GOAL OF THE EXERCISE → Only the number is needed. Please count the lines below in which the word "query" occurs.

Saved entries

++++++++++++++++++++

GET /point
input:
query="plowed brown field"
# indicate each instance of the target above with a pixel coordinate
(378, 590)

++++++++++++++++++++

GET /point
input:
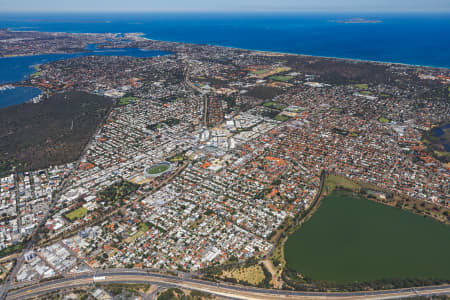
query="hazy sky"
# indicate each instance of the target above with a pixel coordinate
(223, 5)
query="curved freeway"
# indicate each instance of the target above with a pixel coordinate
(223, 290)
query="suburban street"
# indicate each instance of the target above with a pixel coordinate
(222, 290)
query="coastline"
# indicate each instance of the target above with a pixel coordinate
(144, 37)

++++++++++++++++++++

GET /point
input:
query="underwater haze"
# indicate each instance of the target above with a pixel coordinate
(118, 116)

++++++++++++++++++++

RESULT OF THIS TASK → 6